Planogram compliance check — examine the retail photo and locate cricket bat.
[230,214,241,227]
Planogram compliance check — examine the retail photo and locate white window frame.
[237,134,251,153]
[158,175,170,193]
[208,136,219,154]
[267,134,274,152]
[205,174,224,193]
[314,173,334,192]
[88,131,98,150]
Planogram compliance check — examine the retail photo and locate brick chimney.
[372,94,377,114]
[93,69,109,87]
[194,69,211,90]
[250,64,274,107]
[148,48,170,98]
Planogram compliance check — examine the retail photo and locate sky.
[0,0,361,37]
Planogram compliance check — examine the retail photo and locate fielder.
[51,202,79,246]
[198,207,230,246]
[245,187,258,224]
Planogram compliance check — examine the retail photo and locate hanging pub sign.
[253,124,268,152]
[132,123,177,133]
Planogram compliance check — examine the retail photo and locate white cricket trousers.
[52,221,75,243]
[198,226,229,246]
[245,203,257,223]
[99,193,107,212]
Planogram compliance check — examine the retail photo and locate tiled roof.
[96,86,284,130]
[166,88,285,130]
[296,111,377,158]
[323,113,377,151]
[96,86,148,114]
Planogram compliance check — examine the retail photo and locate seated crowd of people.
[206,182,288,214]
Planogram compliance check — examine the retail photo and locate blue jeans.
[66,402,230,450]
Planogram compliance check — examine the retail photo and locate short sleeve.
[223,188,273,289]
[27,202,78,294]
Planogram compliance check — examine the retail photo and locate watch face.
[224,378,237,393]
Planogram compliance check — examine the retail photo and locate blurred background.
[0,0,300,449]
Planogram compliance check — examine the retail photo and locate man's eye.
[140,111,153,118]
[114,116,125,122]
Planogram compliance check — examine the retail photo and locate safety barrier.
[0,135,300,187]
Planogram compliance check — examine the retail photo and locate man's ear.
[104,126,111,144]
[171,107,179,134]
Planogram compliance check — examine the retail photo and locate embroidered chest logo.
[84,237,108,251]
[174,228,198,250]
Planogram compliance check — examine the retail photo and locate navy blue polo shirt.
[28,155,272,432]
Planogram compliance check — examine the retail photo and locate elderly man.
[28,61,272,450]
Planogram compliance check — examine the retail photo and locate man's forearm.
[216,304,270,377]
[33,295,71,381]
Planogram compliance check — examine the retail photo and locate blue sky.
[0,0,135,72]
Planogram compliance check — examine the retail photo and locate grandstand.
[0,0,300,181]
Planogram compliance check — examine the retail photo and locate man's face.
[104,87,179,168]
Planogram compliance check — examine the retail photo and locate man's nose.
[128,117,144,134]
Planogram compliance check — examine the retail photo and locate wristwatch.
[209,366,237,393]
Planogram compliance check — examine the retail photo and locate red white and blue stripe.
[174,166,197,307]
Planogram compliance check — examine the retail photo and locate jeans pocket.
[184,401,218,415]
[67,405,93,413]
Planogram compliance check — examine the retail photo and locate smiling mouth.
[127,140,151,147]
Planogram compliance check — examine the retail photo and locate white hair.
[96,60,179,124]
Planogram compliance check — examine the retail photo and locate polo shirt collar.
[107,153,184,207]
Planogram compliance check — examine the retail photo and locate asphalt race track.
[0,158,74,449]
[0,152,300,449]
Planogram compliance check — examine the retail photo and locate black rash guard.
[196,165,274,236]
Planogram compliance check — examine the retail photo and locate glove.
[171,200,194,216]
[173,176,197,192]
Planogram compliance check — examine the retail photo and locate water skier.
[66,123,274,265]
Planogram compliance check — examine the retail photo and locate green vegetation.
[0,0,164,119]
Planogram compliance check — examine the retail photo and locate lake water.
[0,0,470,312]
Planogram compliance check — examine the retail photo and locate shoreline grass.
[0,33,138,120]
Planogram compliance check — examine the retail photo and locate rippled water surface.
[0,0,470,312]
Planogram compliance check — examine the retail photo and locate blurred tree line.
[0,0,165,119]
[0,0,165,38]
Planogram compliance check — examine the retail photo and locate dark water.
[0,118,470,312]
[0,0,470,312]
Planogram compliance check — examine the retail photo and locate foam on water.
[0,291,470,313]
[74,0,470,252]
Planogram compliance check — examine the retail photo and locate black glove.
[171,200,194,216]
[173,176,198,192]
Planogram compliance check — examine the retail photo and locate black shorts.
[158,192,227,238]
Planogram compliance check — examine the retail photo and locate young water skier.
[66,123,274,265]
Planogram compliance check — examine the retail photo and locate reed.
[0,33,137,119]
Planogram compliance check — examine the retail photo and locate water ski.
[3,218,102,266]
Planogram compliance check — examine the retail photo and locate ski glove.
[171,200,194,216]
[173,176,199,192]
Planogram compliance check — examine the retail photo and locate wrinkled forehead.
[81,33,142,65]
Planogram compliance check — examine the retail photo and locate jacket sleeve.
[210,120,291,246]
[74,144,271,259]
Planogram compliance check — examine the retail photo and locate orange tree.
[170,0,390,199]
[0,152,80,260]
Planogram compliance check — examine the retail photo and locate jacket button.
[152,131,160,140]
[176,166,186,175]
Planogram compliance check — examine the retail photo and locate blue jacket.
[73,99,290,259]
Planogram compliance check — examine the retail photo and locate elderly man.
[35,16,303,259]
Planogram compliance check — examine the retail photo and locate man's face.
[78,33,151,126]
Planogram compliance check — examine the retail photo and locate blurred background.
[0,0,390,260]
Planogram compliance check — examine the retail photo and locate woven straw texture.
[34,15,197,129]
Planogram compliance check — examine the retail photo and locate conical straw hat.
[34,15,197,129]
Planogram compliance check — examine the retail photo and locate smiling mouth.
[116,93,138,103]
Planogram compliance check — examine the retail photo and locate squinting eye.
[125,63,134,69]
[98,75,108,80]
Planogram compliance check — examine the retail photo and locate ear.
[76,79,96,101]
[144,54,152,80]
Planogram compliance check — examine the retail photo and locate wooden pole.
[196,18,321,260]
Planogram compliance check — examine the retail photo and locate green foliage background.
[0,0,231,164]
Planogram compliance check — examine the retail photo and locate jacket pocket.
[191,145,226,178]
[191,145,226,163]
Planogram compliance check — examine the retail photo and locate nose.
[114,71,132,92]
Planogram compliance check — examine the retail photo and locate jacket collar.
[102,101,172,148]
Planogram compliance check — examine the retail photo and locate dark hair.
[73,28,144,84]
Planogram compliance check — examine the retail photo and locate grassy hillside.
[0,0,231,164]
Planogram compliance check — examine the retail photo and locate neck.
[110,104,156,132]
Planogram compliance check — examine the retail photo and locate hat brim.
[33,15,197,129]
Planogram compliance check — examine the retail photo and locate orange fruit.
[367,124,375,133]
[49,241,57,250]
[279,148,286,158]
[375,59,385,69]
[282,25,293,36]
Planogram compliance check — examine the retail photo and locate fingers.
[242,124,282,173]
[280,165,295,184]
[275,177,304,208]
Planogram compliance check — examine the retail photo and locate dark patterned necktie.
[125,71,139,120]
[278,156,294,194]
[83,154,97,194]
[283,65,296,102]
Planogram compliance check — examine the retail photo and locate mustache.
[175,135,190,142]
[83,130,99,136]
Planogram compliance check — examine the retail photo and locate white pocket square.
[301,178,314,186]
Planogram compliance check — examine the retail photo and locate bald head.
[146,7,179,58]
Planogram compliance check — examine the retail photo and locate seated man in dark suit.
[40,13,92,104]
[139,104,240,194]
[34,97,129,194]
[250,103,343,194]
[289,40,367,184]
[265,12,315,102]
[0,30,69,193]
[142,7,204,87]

=======

**Exercise goal:**
Lay out every line of the records above as a Markdown table with the columns Number and Text. Number the rows in order and skip any blank lines.

**The solution:**
| Number | Text |
|---|---|
| 1 | Planogram compliance check — examine the retail photo and locate cricket bat. |
| 2 | [230,214,241,227] |
| 3 | Planogram compliance check — examine the retail photo and locate white window frame. |
| 4 | [237,134,251,153] |
| 5 | [158,175,170,193] |
| 6 | [208,136,219,154] |
| 7 | [267,134,274,152] |
| 8 | [205,174,224,193] |
| 9 | [314,173,334,192] |
| 10 | [88,131,98,150] |
| 11 | Planogram compliance check — examine the retail photo and locate brick chimney. |
| 12 | [372,94,377,114] |
| 13 | [93,69,109,87] |
| 14 | [194,69,211,90] |
| 15 | [250,64,274,107] |
| 16 | [148,48,170,98] |
| 17 | Planogram compliance check — examine the retail photo and locate sky. |
| 18 | [0,0,361,37] |
| 19 | Planogram compliance check — examine the retail photo and locate fielder. |
| 20 | [51,202,79,246] |
| 21 | [198,207,230,246] |
| 22 | [245,187,258,224] |
| 23 | Planogram compliance check — examine the retail photo and locate hanging pub sign. |
| 24 | [253,124,268,152] |
| 25 | [132,123,177,133] |
| 26 | Planogram compliance check — examine the retail photo and locate white cricket trousers. |
| 27 | [52,221,75,243] |
| 28 | [198,226,229,246] |
| 29 | [245,203,257,223] |
| 30 | [99,193,107,212] |
| 31 | Planogram compliance check — examine the retail photo and locate tiled roof. |
| 32 | [96,86,284,130] |
| 33 | [166,88,285,130] |
| 34 | [296,111,377,158] |
| 35 | [323,113,377,151] |
| 36 | [96,86,148,114] |
| 37 | Planogram compliance check — examine the retail photo and locate seated crowd of people. |
| 38 | [206,182,288,214] |
| 39 | Planogram compliance check — examine the retail photo and locate blue jeans. |
| 40 | [66,402,230,450] |
| 41 | Planogram compliance check — examine the retail photo and locate short sleeve. |
| 42 | [223,188,273,289] |
| 43 | [27,202,78,294] |
| 44 | Planogram compliance check — examine the retail photo and locate watch face. |
| 45 | [224,378,237,393] |
| 46 | Planogram compliance check — examine the retail photo and locate blurred background. |
| 47 | [0,0,300,449] |
| 48 | Planogram compliance check — examine the retail photo and locate man's eye. |
| 49 | [140,111,153,118] |
| 50 | [114,116,125,122] |
| 51 | Planogram compliance check — examine the retail photo and locate safety barrier. |
| 52 | [0,135,300,187] |
| 53 | Planogram compliance check — examine the retail photo and locate man's ear. |
| 54 | [104,126,111,144] |
| 55 | [171,107,179,134] |
| 56 | Planogram compliance check — examine the retail photo and locate embroidered chest logo. |
| 57 | [84,237,108,251] |
| 58 | [174,228,198,250] |
| 59 | Planogram compliance check — examine the retail photo and locate navy blue polo shirt. |
| 60 | [28,155,272,432] |
| 61 | Planogram compliance check — examine the retail photo and locate elderly man. |
| 62 | [28,61,272,450] |
| 63 | Planogram compliance check — examine the retail photo and locate man's forearm. |
| 64 | [216,304,270,377] |
| 65 | [33,295,71,381] |
| 66 | Planogram compliance check — examine the retail photo and locate blue sky. |
| 67 | [0,0,135,72] |
| 68 | Planogram compliance check — examine the retail photo and locate grandstand. |
| 69 | [0,0,300,181] |
| 70 | Planogram compliance check — examine the retail photo and locate man's face. |
| 71 | [104,87,179,168] |
| 72 | Planogram compliance check — examine the retail photo and locate man's nose. |
| 73 | [128,117,144,134] |
| 74 | Planogram compliance check — examine the retail photo and locate wristwatch. |
| 75 | [209,366,237,393] |
| 76 | Planogram compliance check — examine the retail photo and locate red white and blue stripe. |
| 77 | [174,166,197,307] |
| 78 | Planogram compliance check — examine the retail photo and locate jeans pocket. |
| 79 | [184,401,218,415] |
| 80 | [67,405,93,413] |
| 81 | Planogram compliance check — examine the retail photo and locate smiling mouth. |
| 82 | [127,140,151,147] |
| 83 | Planogram compliance check — examine the retail photo and locate white hair. |
| 84 | [96,60,179,124] |
| 85 | Planogram compliance check — examine the retail photo and locate polo shirt collar. |
| 86 | [107,153,184,207] |
| 87 | Planogram compliance check — examine the retail photo and locate asphalt race track. |
| 88 | [0,158,74,449] |
| 89 | [0,152,300,449] |
| 90 | Planogram compliance check — examine the retail photo and locate black rash guard. |
| 91 | [196,165,274,236] |
| 92 | Planogram compliance check — examine the retail photo and locate glove. |
| 93 | [171,200,194,216] |
| 94 | [173,176,197,192] |
| 95 | Planogram compliance check — examine the retail photo and locate water skier. |
| 96 | [66,123,274,265] |
| 97 | Planogram compliance check — examine the retail photo and locate green vegetation. |
| 98 | [0,0,164,119] |
| 99 | Planogram compliance check — examine the retail photo and locate lake water. |
| 100 | [0,0,470,312] |
| 101 | Planogram compliance check — examine the retail photo and locate shoreline grass. |
| 102 | [0,33,138,120] |
| 103 | Planogram compliance check — examine the retail photo and locate rippled water surface. |
| 104 | [0,0,470,312] |
| 105 | Planogram compliance check — examine the retail photo and locate blurred tree line. |
| 106 | [0,0,165,119] |
| 107 | [0,0,165,38] |
| 108 | Planogram compliance check — examine the retail photo and locate dark water. |
| 109 | [0,118,470,312] |
| 110 | [0,0,470,312] |
| 111 | Planogram compliance check — examine the retail photo and locate foam on water. |
| 112 | [0,291,470,313] |
| 113 | [74,0,470,252] |
| 114 | Planogram compliance check — examine the retail photo and locate black glove. |
| 115 | [171,200,194,216] |
| 116 | [173,176,198,192] |
| 117 | Planogram compliance check — examine the retail photo and locate black shorts. |
| 118 | [158,192,227,238] |
| 119 | Planogram compliance check — examine the retail photo and locate young water skier. |
| 120 | [66,123,274,265] |
| 121 | Planogram compliance check — examine the retail photo and locate reed. |
| 122 | [0,33,137,119] |
| 123 | Planogram compliance check — examine the retail photo and locate water ski. |
| 124 | [3,218,102,266] |
| 125 | Planogram compliance check — examine the retail photo and locate ski glove. |
| 126 | [171,200,194,216] |
| 127 | [173,176,199,192] |
| 128 | Planogram compliance check — examine the retail photo and locate wrinkled forehead. |
| 129 | [81,33,142,65] |
| 130 | Planogram compliance check — examine the retail photo and locate jacket sleeve. |
| 131 | [210,120,291,246] |
| 132 | [74,144,271,259] |
| 133 | Planogram compliance check — examine the retail photo and locate orange tree. |
| 134 | [170,0,390,199] |
| 135 | [0,152,80,260] |
| 136 | Planogram compliance check — examine the retail photo and locate jacket button. |
| 137 | [152,131,160,140] |
| 138 | [176,166,186,175] |
| 139 | Planogram compliance check — examine the retail photo and locate blue jacket. |
| 140 | [73,99,290,259] |
| 141 | Planogram compliance check — examine the retail photo and locate elderly man. |
| 142 | [35,16,303,259] |
| 143 | Planogram compliance check — examine the retail photo and locate man's face. |
| 144 | [78,33,151,126] |
| 145 | Planogram compliance check — examine the retail photo and locate blurred background. |
| 146 | [0,0,390,260] |
| 147 | Planogram compliance check — examine the retail photo and locate woven straw texture. |
| 148 | [34,15,197,129] |
| 149 | Planogram compliance check — examine the retail photo and locate conical straw hat. |
| 150 | [34,15,197,129] |
| 151 | Planogram compliance check — examine the retail photo and locate smiling mouth. |
| 152 | [116,93,138,103] |
| 153 | Planogram compliance check — examine the retail photo and locate squinting eye. |
| 154 | [125,63,134,69] |
| 155 | [98,75,108,80] |
| 156 | Planogram compliance check — examine the retail photo and locate ear. |
| 157 | [76,79,96,101] |
| 158 | [144,54,152,80] |
| 159 | Planogram compliance check — examine the retail photo and locate wooden pole. |
| 160 | [196,18,321,260] |
| 161 | Planogram compliance check — examine the retail photo and locate green foliage background. |
| 162 | [0,0,231,164] |
| 163 | Planogram compliance check — examine the retail photo and locate jacket pocket. |
| 164 | [191,145,226,178] |
| 165 | [191,145,226,163] |
| 166 | Planogram compliance check — examine the retail photo and locate nose. |
| 167 | [114,71,132,92] |
| 168 | Planogram compliance check — examine the retail photo and locate jacket collar. |
| 169 | [102,101,172,148] |
| 170 | Planogram compliance check — examine the retail photo and locate dark hair. |
| 171 | [73,28,144,84] |
| 172 | Planogram compliance check — examine the retail photo and locate grassy hillside. |
| 173 | [0,0,231,164] |
| 174 | Planogram compliance check — examine the retail photo and locate neck. |
| 175 | [110,104,156,132] |
| 176 | Planogram compliance check — examine the retail photo and locate hat brim. |
| 177 | [33,15,197,129] |
| 178 | Planogram compliance check — examine the retail photo and locate orange fruit. |
| 179 | [367,124,375,133] |
| 180 | [49,241,57,250] |
| 181 | [279,148,286,158] |
| 182 | [375,59,385,69] |
| 183 | [282,25,293,36] |
| 184 | Planogram compliance check — examine the retail photo and locate fingers. |
| 185 | [242,124,282,173] |
| 186 | [280,165,295,184] |
| 187 | [275,177,304,208] |
| 188 | Planogram compliance check — examine the retail photo and locate dark patterned necktie. |
| 189 | [125,71,139,120] |
| 190 | [278,156,294,194] |
| 191 | [83,154,97,194] |
| 192 | [283,65,296,102] |
| 193 | Planogram compliance check — examine the retail photo and locate mustache. |
| 194 | [175,135,190,142] |
| 195 | [83,130,99,136] |
| 196 | Planogram compliance check — examine the retail photo and locate white pocket square. |
| 197 | [301,178,314,186] |
| 198 | Planogram compliance check — examine the retail photo and locate bald head. |
| 199 | [146,7,179,58] |
| 200 | Planogram compliance check — examine the retail photo and locate seated man in dark suit. |
| 201 | [40,13,92,104] |
| 202 | [139,104,240,194] |
| 203 | [34,97,129,194] |
| 204 | [250,103,343,194] |
| 205 | [289,40,367,184] |
| 206 | [265,12,315,102] |
| 207 | [0,30,69,193] |
| 208 | [142,7,204,87] |